Friday, November 11, 2005

Well, I'll be!

"Every victory brings another...."

The House of Representatives has been debating a so-called "deficit reduction" bill that proposes cuts across a variety of social programs - including Food Stamps, Medicaid, child support enforcement, and more - to the tune of a total of $54 billion over the decade. It looked for a time like another wingnut juggernaut.

But believe it or not, a group of at least titular moderate Republicans forced the House leadership to drop from the plan a provision to open up the Arctic National Wildlife Refuge in Alaska to oil drilling, AP reported late Wednesday. The GOPper miniführers
also dropped from the budget document plans to allow states to authorize oil and gas drilling off the Atlantic and Pacific coasts - regions currently under a drilling moratorium.

The actions were a stunning setback for those who have tried for years to open a coastal strip of the Arctic National Wildlife Refuge, or ANWR, to oil development, and a victory for environmentalists, who have lobbied hard against the drilling provisions.
A group of 25 House Republicans sent a letter to GOPper leaders wanting the provision stripped from the bill and saying that they could not vote for the budget if it wasn't. Given the narrow GOPper hold on the House and the overwhelming Dummycrat opposition to the measure because of the deep cuts it makes in social programs, Hastert and company knew they couldn't afford those defections.

So they dropped the provisions. And oh my Undefined Intelligent Designer of Life, the Universe, and Everything, what do you know? They still can't get the votes they need! So says the Washington Post for Friday:
House Republican leaders were forced to abruptly pull their $54 billion budget-cutting bill off the House floor yesterday, amid growing dissension in Republican ranks over spending priorities, taxes, oil exploration and the reach of government.

A battle between House Republican conservatives and moderates over energy policy and federal anti-poverty and education programs left GOP leaders without enough votes to pass a budget measure they had framed as one of the most important pieces of legislation in years. ...

The House budget vote was supposed to reestablish the Republican commitment to a smaller government that would change the federal approach to Medicaid, food stamps, agriculture subsidies, student loans and a host of other programs.

But moderate Republicans made it clear that was not the way they wanted the party defined. ... [P]olicy changes were hitting the nation's most vulnerable citizens just as the party was preparing another round of tax cuts that would benefit the most affluent.
That is, another round of gutting the poor to fatten the rich - and some GOPpers are starting to feel the political winds shifting to the point where that is no longer a platform on which they wish to run.

Dataset:

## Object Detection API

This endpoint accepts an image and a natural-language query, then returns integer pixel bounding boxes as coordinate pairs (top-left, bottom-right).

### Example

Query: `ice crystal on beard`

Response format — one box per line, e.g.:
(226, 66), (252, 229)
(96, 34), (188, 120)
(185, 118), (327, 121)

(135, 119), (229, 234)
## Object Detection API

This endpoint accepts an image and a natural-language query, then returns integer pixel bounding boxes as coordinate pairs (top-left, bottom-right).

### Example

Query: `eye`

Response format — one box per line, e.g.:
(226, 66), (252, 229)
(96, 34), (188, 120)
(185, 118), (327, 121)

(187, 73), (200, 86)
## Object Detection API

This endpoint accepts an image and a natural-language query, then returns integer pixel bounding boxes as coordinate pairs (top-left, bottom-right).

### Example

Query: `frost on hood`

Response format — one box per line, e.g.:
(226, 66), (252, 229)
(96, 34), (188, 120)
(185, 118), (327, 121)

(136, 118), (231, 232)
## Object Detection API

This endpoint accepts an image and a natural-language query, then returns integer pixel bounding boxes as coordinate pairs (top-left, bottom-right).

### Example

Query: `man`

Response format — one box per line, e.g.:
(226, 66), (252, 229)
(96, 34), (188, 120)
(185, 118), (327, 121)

What to work on:
1 > According to the blog post about the House budget bill, how many House Republicans signed the letter demanding that the drilling provision be stripped?
2 > Reproduce the part of the blog post about the House budget bill from "But moderate Republicans" to "the most affluent.".
3 > Continue the blog post about the House budget bill from where it ends.

Task responses:
1 > 25

2 >
But moderate Republicans made it clear that was not the way they wanted the party defined. ... [P]olicy changes were hitting the nation's most vulnerable citizens just as the party was preparing another round of tax cuts that would benefit the most affluent.

3 >
Another attempt to pass the bleed-the-poor bill will be made next week. But, the Post says, "lawmakers conceded it will not get any easier" as GOPper "moderates" (wingnuts with some grip on reality) square off against GOPper "conservatives" (wingnuts, minus the grip).

Don't get too excited; this is yet an uphill battle and the real argument, even among the Dims, remains not whether to cut (much less whether to increase) but only how much to cut. Still, it is a hopeful sign that we might be nearer the crest of that hill than we thought a few days ago. As for ANWR, well, that too is still under threat: Senate conferees are supposedly determined to get the region opened up and may be thinking this will be their best chance for some time. The chances of keeping Big Oil's greedy mitts off ANWR remain not good, but they're better than they were.

Footnote: The Post also said that
the Senate Finance Committee broke up in disarray yesterday morning after failing to secure support for a tax package that would have extended the president's 2003 cut to the tax rates on dividends and capital gains. Joining the panel's Democrats, Sen. Olympia J. Snowe (R-Maine) declared she could not support a tax cut that primarily benefited the rich as Congress was trying to cut programs for the poor. But when the panel's chairman, Charles E. Grassley (R-Iowa), tried to win approval of a tax package without the investment tax cuts, panel conservatives refused to go along.
This despite the fact that
Bush's call to make his first-term tax cuts permanent has had so little support that Grassley drafted a bill that would simply extend some of the Bush tax cuts for a single year. Even that may go nowhere.
It seems the real wingers are sticking to their "More, more, I'm still not satisfied!" way of thinking. Considering that in the past, what has usually brought down reactionary regimes of one sort or another has been the tendency to overreach, I say, good.